Extracted records:

□ □ □ □ □ □ □

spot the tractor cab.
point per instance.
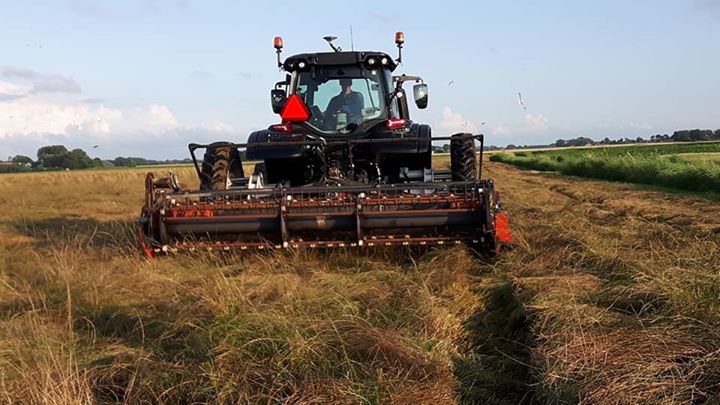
(345, 92)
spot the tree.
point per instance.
(51, 156)
(21, 160)
(76, 159)
(58, 157)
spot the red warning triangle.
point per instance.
(295, 110)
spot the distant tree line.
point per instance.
(685, 135)
(58, 157)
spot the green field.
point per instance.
(694, 166)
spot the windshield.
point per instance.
(342, 98)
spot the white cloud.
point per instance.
(12, 89)
(500, 129)
(160, 116)
(33, 116)
(453, 122)
(536, 123)
(41, 83)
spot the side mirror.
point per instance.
(277, 100)
(420, 93)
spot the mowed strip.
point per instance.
(622, 286)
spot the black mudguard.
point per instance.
(262, 153)
(420, 131)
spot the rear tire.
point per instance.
(220, 163)
(463, 162)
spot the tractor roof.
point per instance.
(338, 59)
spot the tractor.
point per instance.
(346, 166)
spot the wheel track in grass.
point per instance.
(618, 283)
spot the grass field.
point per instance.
(694, 167)
(612, 295)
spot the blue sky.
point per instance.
(144, 78)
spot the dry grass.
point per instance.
(611, 296)
(622, 287)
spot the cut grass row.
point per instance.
(654, 166)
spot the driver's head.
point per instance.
(345, 84)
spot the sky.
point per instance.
(145, 78)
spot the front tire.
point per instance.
(463, 162)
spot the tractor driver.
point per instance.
(348, 101)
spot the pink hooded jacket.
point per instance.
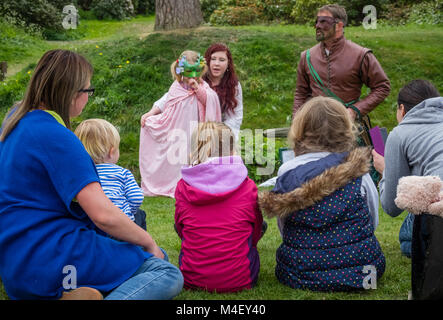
(218, 219)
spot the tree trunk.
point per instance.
(176, 14)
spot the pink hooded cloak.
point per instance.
(165, 138)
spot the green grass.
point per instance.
(393, 285)
(266, 60)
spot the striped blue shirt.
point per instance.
(121, 188)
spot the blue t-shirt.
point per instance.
(46, 238)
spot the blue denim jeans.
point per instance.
(156, 279)
(405, 235)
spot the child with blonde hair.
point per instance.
(101, 140)
(217, 215)
(165, 132)
(326, 203)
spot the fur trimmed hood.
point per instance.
(356, 164)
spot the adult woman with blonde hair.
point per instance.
(222, 78)
(53, 213)
(216, 215)
(326, 203)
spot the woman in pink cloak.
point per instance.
(165, 132)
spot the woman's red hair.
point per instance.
(226, 89)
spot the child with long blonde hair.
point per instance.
(217, 215)
(326, 203)
(165, 133)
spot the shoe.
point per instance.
(82, 293)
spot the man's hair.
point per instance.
(337, 11)
(322, 124)
(98, 137)
(415, 92)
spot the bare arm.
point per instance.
(109, 218)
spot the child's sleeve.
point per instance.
(257, 217)
(258, 225)
(133, 193)
(369, 191)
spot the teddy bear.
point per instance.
(420, 194)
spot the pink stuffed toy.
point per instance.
(420, 195)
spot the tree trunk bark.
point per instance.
(176, 14)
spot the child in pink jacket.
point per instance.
(217, 216)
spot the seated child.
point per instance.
(101, 140)
(217, 215)
(165, 133)
(327, 204)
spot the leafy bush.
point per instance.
(237, 12)
(262, 163)
(236, 16)
(144, 6)
(242, 12)
(277, 10)
(304, 11)
(112, 9)
(35, 14)
(208, 7)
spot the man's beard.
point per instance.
(325, 35)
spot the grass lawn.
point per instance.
(131, 65)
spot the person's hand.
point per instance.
(157, 252)
(352, 114)
(379, 161)
(193, 83)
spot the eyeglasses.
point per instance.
(90, 91)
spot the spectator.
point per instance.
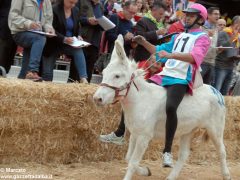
(150, 27)
(108, 6)
(225, 60)
(30, 15)
(66, 25)
(7, 44)
(91, 31)
(209, 60)
(124, 26)
(221, 24)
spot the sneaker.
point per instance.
(33, 76)
(112, 138)
(167, 159)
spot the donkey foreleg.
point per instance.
(184, 152)
(133, 164)
(131, 147)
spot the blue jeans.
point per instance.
(48, 63)
(223, 79)
(207, 73)
(33, 45)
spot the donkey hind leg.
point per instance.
(138, 152)
(217, 138)
(131, 147)
(184, 152)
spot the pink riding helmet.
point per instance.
(197, 8)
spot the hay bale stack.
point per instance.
(59, 123)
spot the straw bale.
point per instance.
(59, 123)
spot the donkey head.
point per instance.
(115, 76)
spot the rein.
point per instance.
(117, 90)
(127, 86)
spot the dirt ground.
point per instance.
(115, 170)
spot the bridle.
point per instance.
(127, 86)
(117, 90)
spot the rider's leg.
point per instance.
(175, 94)
(121, 127)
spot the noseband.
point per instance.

□ □ □ □ □ □ □

■ WHAT THE TASK ASKS
Locate and copy each line in the data above that includes the word "woman".

■ OUTPUT FOR THIS TASK
spot the adult woman with blonde hair.
spot the woman in pink cloak.
spot the woman's red hair.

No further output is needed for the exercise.